# EXTRACTED MATERIAL
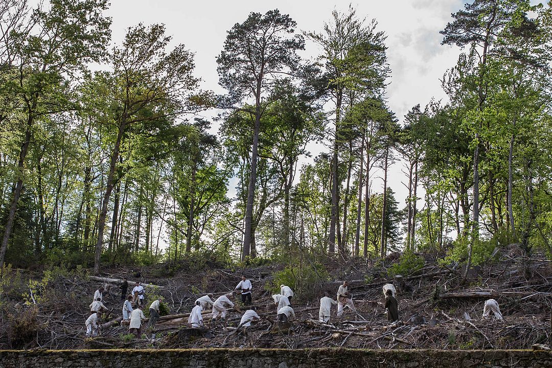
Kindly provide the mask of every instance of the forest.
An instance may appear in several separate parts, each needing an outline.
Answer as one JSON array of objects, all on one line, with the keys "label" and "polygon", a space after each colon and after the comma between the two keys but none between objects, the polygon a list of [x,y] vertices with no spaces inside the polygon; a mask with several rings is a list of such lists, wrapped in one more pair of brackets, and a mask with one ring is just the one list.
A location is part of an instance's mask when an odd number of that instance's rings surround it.
[{"label": "forest", "polygon": [[316,269],[398,252],[467,273],[511,244],[552,255],[550,5],[458,9],[440,32],[460,54],[448,100],[401,121],[385,30],[353,7],[319,31],[278,9],[236,19],[217,94],[163,24],[114,44],[107,0],[4,0],[0,266]]}]

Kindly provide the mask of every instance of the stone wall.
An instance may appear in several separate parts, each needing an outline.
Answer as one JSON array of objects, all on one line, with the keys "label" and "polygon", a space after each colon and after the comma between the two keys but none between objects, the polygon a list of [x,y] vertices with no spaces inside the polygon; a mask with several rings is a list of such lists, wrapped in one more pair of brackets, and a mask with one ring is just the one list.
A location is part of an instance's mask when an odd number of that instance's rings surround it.
[{"label": "stone wall", "polygon": [[552,367],[533,350],[348,349],[0,350],[0,368],[395,368]]}]

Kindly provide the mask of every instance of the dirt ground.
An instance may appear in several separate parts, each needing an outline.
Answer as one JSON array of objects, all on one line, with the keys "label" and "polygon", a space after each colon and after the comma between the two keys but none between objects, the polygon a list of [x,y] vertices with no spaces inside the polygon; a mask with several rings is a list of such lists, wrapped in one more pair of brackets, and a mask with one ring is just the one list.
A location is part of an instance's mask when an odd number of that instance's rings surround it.
[{"label": "dirt ground", "polygon": [[[273,274],[281,268],[264,266],[225,269],[208,265],[203,270],[183,266],[171,277],[166,267],[136,270],[112,268],[104,277],[162,286],[147,289],[146,307],[154,296],[162,295],[167,316],[152,329],[142,329],[139,338],[128,335],[128,327],[114,323],[99,336],[86,338],[84,321],[94,291],[103,282],[91,280],[86,270],[50,276],[44,287],[28,288],[29,278],[44,280],[42,273],[10,270],[2,275],[0,289],[0,349],[89,349],[106,348],[257,347],[298,349],[343,346],[383,349],[526,349],[548,344],[551,337],[552,268],[542,255],[531,258],[505,251],[497,260],[470,270],[462,282],[463,270],[456,264],[436,264],[426,257],[426,265],[410,275],[395,280],[399,301],[399,323],[387,321],[381,286],[394,281],[388,276],[391,264],[364,260],[345,265],[326,265],[333,282],[316,286],[316,296],[296,294],[292,303],[296,319],[290,326],[275,322],[276,312],[267,290]],[[187,324],[195,300],[207,292],[232,290],[241,275],[248,275],[253,285],[253,304],[261,319],[243,329],[236,328],[241,313],[229,312],[227,326],[208,323],[205,328]],[[332,307],[330,323],[319,322],[320,294],[326,290],[335,298],[338,285],[350,280],[357,312],[346,309],[341,318]],[[121,315],[123,301],[118,285],[107,283],[104,297],[109,308],[102,316],[107,323]],[[132,285],[129,286],[129,291]],[[35,290],[30,298],[27,289]],[[306,293],[305,293],[306,294]],[[312,293],[308,293],[312,294]],[[496,300],[502,320],[482,318],[485,301]],[[34,300],[33,300],[34,299]],[[236,298],[240,300],[239,296]],[[35,305],[36,302],[36,305]],[[240,303],[238,303],[239,304]],[[242,310],[243,307],[242,306]],[[145,312],[147,308],[145,308]],[[209,314],[204,320],[210,322]]]}]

# EXERCISE INSTRUCTIONS
Go through the entries above and print each one exactly, minus the pictures.

# TASK RESPONSE
Kindly provide the mask of every instance of the forest.
An instance may appear in several separate parts, each needing an outline.
Answer as one JSON array of objects, all on one line, with the keys "label" and "polygon", a space after each colon and after the comma between the two keys but none between objects, the polygon a list of [x,y] vertices with no spaces inside the polygon; a mask with several rings is a list of such lists, wrapped in one more pair of brackets, and a mask with one ring is just the one list.
A location is part of an instance's mask when an odd number of that instance's rings surround it.
[{"label": "forest", "polygon": [[316,269],[398,252],[467,273],[511,244],[552,255],[550,5],[458,9],[440,32],[460,54],[448,100],[401,121],[385,30],[353,7],[319,31],[278,9],[236,19],[217,94],[163,24],[114,44],[107,0],[4,0],[0,266]]}]

Kindly provide the mask of every instance of the stone wall.
An instance may appear in several separate parts, each needing an outline.
Answer as one JSON array of objects, all on one line, with the keys "label" and "polygon", a space after each colon and after the comma between the two keys but none between objects, the polygon a list of [x,y] vertices with no spaces inside the polygon; a mask with several rings is a list of such lists, wrapped in one more pair of brackets, and a mask with one ring is just the one list.
A location is part of an instance's mask when an odd number of that instance's rings surround it.
[{"label": "stone wall", "polygon": [[552,367],[533,350],[348,349],[0,350],[0,368],[395,368]]}]

Kindly provide the mask of every instance of the dirt ground.
An instance may appear in several separate parts, each needing an outline.
Answer as one JSON array of objects, all on one line, with the keys "label" and "polygon", a space after each colon and after the comma between the two keys but none between objects, the polygon a list of [x,y] vertices with no spaces inside the polygon; a mask with several rings is a list of such lists, wrapped in one more pair of brackets, and a mask with one ring is just the one list.
A location is part of an instance's mask when an odd number of that instance's rings surround it.
[{"label": "dirt ground", "polygon": [[[273,274],[281,268],[264,266],[225,269],[208,265],[203,270],[183,266],[171,277],[166,267],[136,270],[112,268],[104,277],[162,286],[147,289],[146,307],[154,296],[162,295],[167,316],[152,329],[142,329],[139,338],[128,335],[128,327],[114,323],[99,336],[86,338],[84,321],[94,291],[103,282],[91,280],[86,270],[50,276],[44,287],[28,288],[29,278],[44,280],[42,273],[10,270],[2,275],[0,289],[0,349],[89,349],[106,348],[257,347],[298,349],[343,346],[383,349],[526,349],[548,344],[551,337],[552,268],[542,255],[531,258],[505,251],[497,260],[470,270],[462,282],[463,270],[456,264],[436,264],[426,257],[426,265],[410,275],[395,280],[399,301],[399,323],[387,321],[381,286],[394,281],[388,276],[391,264],[364,260],[345,265],[326,265],[333,282],[316,286],[316,296],[296,294],[292,303],[296,319],[290,326],[275,322],[276,312],[267,290]],[[187,324],[195,300],[207,292],[232,290],[241,275],[248,275],[253,285],[253,304],[261,319],[243,329],[236,328],[241,313],[229,312],[227,326],[208,323],[205,328]],[[332,307],[330,323],[319,322],[320,294],[326,290],[335,298],[338,285],[350,280],[357,312],[346,309],[341,318]],[[121,315],[123,301],[118,285],[107,283],[104,297],[109,308],[102,316],[107,323]],[[132,285],[129,286],[129,291]],[[35,290],[30,298],[27,289]],[[306,293],[305,293],[306,294]],[[312,293],[308,293],[312,294]],[[496,300],[502,320],[482,318],[485,301]],[[34,300],[33,300],[34,299]],[[236,298],[240,300],[239,296]],[[35,305],[36,302],[36,305]],[[240,303],[238,303],[239,304]],[[242,310],[243,307],[242,306]],[[145,312],[147,308],[145,308]],[[209,314],[204,320],[210,322]]]}]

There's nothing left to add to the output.